Exercise task: Copy every record below, exactly as written.
Start Data records
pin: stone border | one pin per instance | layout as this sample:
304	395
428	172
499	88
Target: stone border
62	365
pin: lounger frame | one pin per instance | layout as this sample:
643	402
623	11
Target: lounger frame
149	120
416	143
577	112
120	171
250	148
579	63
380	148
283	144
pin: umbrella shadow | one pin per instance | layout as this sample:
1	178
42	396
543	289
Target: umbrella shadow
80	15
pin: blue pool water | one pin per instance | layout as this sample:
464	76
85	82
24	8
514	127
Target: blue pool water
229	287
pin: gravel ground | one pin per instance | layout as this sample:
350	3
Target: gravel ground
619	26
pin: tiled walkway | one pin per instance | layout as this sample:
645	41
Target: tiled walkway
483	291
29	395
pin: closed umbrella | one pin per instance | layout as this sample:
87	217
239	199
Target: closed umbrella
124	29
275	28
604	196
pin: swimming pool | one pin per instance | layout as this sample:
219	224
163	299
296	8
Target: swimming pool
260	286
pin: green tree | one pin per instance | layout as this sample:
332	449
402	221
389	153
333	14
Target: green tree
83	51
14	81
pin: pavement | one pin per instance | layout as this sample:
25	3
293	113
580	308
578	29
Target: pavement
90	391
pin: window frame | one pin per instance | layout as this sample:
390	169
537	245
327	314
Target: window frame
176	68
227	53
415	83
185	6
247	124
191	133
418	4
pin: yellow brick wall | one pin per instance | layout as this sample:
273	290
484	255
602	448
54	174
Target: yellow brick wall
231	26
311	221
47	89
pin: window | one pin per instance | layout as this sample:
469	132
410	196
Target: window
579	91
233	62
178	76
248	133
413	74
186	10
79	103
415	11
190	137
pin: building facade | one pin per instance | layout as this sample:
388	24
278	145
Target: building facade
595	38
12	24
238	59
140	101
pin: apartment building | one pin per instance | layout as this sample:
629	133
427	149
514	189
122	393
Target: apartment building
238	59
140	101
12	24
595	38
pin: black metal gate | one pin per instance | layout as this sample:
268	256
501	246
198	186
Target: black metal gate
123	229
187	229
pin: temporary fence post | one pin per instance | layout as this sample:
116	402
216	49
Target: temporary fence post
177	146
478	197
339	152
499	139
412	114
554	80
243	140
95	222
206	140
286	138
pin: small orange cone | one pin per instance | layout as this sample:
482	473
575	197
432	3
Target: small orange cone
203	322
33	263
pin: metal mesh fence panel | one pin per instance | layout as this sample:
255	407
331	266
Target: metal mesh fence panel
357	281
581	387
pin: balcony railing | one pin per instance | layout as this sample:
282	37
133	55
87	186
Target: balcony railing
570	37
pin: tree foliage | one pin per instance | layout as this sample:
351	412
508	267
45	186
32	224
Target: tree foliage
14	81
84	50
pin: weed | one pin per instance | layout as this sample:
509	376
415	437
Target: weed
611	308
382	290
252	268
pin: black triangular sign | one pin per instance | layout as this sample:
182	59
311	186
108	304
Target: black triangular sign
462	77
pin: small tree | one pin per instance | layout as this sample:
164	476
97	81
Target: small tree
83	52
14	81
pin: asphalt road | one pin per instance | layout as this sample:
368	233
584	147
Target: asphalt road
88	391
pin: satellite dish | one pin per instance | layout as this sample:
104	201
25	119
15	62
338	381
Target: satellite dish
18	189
End Data records
Response to this task:
pin: stone border | one pin per instance | layout as this sample:
304	395
428	172
499	88
Target: stone border
62	365
pin: lounger frame | one pin per instance | layout as this sample:
643	402
623	11
Target: lounger frame
149	120
416	143
577	112
120	171
250	148
579	63
380	148
283	144
pin: umbrella shadow | one pin per instance | layout as this sample:
1	178
42	396
543	289
Target: umbrella shadow
80	15
pin: blue pool water | one pin per instance | layout as this sample:
464	76
85	82
24	8
514	127
Target: blue pool water
229	287
pin: gravel ground | one pin per instance | layout as this sample:
350	3
Target: gravel ground
619	26
pin: tiled walkway | one pin per instance | layout as this sample:
645	41
Target: tiled walkway
483	291
29	395
pin: closed umbrella | one pin per instance | layout as this sample:
87	217
239	199
Target: closed umbrella
124	29
275	28
604	196
pin: swimming pool | one pin per instance | layout as this sample:
219	224
163	299
296	8
Target: swimming pool
260	286
pin: green tree | one pin per instance | layout as this sample:
332	449
402	221
389	153
333	14
Target: green tree
83	51
14	81
pin: pavement | one pin per instance | layout as this sample:
25	3
293	113
580	308
578	29
Target: pavement
90	391
pin: window frame | one pin per instance | layout as this sample:
390	169
537	245
327	314
Target: window frame
176	68
227	53
415	83
185	6
247	124
191	133
418	4
pin: yellow brick wall | one pin per instance | layout as this sample:
273	290
484	255
602	448
54	174
Target: yellow brick wall
231	26
311	221
47	89
pin: window | one pin per instance | layout as this sample:
469	132
410	196
Target: window
579	91
233	62
178	76
248	133
413	74
186	10
79	103
415	11
190	137
pin: building facade | one pin per instance | layout as this sample:
388	24
278	145
Target: building facade
595	38
12	24
238	59
140	101
pin: apartment building | one pin per instance | layout as this sample:
629	133
427	149
514	189
122	393
Target: apartment building
238	59
140	101
12	24
595	38
pin: black metal gate | one pin per instance | layout as this sample:
268	256
501	246
198	186
Target: black metal gate
123	229
187	229
pin: temporary fence post | one pin per instance | layout as this sample:
116	402
216	49
Target: temporary fence post
177	146
478	197
339	152
499	139
412	114
554	80
243	140
95	222
206	140
286	138
pin: small orange cone | one pin per instance | layout as this sample:
482	473
575	197
432	3
Target: small orange cone
203	322
33	263
pin: metal mesh fence panel | one pin per instance | layout as this sample:
255	407
331	266
Target: metal mesh fence panel
357	281
581	387
pin: balcony railing | one pin per instance | layout as this sample:
282	37
133	55
87	186
Target: balcony railing
570	37
pin: tree foliage | one pin per instance | layout as this sample:
351	412
508	267
45	186
32	224
Target: tree foliage
14	81
84	50
pin: weed | one pin per instance | layout as this sample:
509	376
415	437
Target: weed
611	308
382	290
252	268
pin: black triangular sign | one pin per instance | layout as this sample:
182	59
311	186
108	304
Target: black triangular sign
462	77
pin: small tree | one pin per instance | layout as this sample:
164	476
97	81
Target: small tree
83	52
14	81
pin: asphalt road | one pin per instance | layout as this sample:
368	233
584	147
Target: asphalt road
88	391
pin: satellite dish | one pin per instance | layout as this sample:
104	201
25	119
15	62
338	381
Target: satellite dish
18	189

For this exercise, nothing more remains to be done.